By Ravi Madholall
When quizzed about his favorite cricketers, not surprising, Brian Stephney revealed a plethora of names, both internationally and locally.

Brian Stephney
Brian Stephney of Essequibo in Guyana.

An Essequibian, but the buoyant leggy has made cricket a trade after now settling down in London, England.

His representation for Leeward Islands at the first-class level also demonstrated Stephney’s profound love for the game. His dreams came true to play a regional four-day tournament, under the auspices of Cricket West Indies.

It continued and he turned out as a specialist spinner for Montserrat, a place he called home for over 15 years, in the Allen Sanford Extravaganza T20.

No doubt because of his tremendous talent, Stephney was able to play for Guyana National Under-19 team in 2002 when the regional youth tournament was held in Jamaica.

#### THE DATA:

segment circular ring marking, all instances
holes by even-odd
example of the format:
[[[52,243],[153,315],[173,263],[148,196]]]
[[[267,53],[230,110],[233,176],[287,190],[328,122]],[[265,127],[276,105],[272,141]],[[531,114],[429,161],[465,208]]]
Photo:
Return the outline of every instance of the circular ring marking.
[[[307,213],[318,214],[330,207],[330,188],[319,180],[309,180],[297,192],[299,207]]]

#### PROBLEMS TO WORK ON:
1 - Using the profile of cricketer Brian Stephney, explain in one to three sentences why he was able to play for the Guyana National Under-19 team in 2002.
2 - Carry on the profile of cricketer Brian Stephney from its last sentence.

#### ANSWERS TO THE TASKS:
1 - The profile attributes it to his tremendous talent. It says that, no doubt because of that talent, he played for the Guyana National Under-19 team in 2002, when the regional youth tournament was held in Jamaica.

2 -
The likes of many famous spinners would have certainly emerged from him as he quickly said that five of his favorite spinners were Australian Shane Warne, Sri Lankan Muttiah Muralitharan, Pakistanis Danish Kaneria and his compatriots Roger Harper and Clyde Butts.

Two of Essequibo’s finest left-arm spinners Besham Seepersaud and Ray Reid, both with Guyana under-19 experience, also were mentioned by Stephney, who related that growing up in Essequibo and started to play cricket at the school and club levels is very memorable.

He started off at Gunners Sports Club, a popular team that helped a large pool of talents to become prominent. Stephney, whose uncle Mark Stephney and his two cousins Elroy and Marvin also represented Essequibo while Marvin featured in Guyana’s youth side. Like Brian, Mark also played for Montserrat in the Sanford tournament.

Apart from those players who inspired Brain to make steady progress with his game and was good enough to bowl for Leeward Islands senior team, there were many other players who gave him great encouragement to take up the game seriously since he had shown immense talent to spin the ball prodigiously.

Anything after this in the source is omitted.